PROBLEM TO WORK ON — In the copy, every line of the material that follows must appear exactly, and no pictures should.
=======
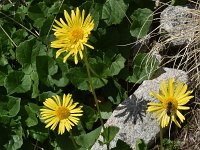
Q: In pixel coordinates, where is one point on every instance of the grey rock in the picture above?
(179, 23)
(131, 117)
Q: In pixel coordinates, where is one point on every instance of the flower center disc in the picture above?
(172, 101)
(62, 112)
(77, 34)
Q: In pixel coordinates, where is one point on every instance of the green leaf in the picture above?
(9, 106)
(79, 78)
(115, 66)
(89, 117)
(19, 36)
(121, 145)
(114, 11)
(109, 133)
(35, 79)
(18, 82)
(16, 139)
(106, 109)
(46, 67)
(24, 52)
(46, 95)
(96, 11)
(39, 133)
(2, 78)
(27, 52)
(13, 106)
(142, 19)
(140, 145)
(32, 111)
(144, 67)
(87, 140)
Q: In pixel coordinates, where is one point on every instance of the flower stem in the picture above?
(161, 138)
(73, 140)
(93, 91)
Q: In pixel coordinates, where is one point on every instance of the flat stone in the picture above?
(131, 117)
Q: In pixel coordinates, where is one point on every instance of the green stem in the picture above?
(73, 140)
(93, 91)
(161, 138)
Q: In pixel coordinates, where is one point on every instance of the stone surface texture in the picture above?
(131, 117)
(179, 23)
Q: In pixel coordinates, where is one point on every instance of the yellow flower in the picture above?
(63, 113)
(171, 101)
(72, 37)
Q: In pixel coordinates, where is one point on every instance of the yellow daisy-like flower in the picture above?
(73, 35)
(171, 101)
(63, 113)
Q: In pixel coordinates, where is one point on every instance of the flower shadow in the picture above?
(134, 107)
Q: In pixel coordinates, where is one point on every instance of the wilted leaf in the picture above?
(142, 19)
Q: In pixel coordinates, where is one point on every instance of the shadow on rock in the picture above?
=======
RESULT OF THIS TASK —
Q: In pixel coordinates, where is one point on every instance of the grey rock in the picture above?
(179, 23)
(131, 117)
Q: In pixel coordinates, where is one point on every instance of the flower center disc in the picture above?
(172, 101)
(62, 112)
(77, 34)
Q: In pixel coordinates, where is one point on every instance of the green leaf in the picture above?
(9, 106)
(79, 78)
(115, 66)
(89, 117)
(19, 36)
(121, 145)
(114, 11)
(109, 133)
(35, 79)
(18, 82)
(16, 139)
(106, 109)
(46, 67)
(24, 52)
(46, 95)
(96, 11)
(39, 133)
(2, 78)
(27, 52)
(13, 106)
(142, 19)
(140, 145)
(32, 111)
(144, 67)
(87, 140)
Q: In pixel coordinates, where is one point on every instance of the flower stem in the picture above?
(161, 138)
(73, 140)
(93, 91)
Q: In pixel coordinates, where is one point on every instance of the flat stone in the picture above?
(131, 117)
Q: In pixel coordinates, where is one point on every instance of the green stem in the picture above?
(73, 140)
(93, 91)
(161, 138)
Q: In pixel coordinates, where is one point on every instance of the stone surface texture in the picture above?
(131, 117)
(179, 23)
Q: In pixel coordinates, where is one point on every instance of the yellow flower in the picture above?
(63, 113)
(171, 101)
(72, 37)
Q: In pixel coordinates, where is one point on every instance of the yellow daisy-like flower in the picture above?
(73, 35)
(171, 101)
(63, 113)
Q: In pixel coordinates, where is one point on every instance of the flower shadow in the picture above?
(134, 107)
Q: In pixel coordinates, where is one point on every instance of the wilted leaf in the picture above?
(142, 19)
Q: In pixel coordinates, where is one point on every instance of the shadow on rock in the picture above?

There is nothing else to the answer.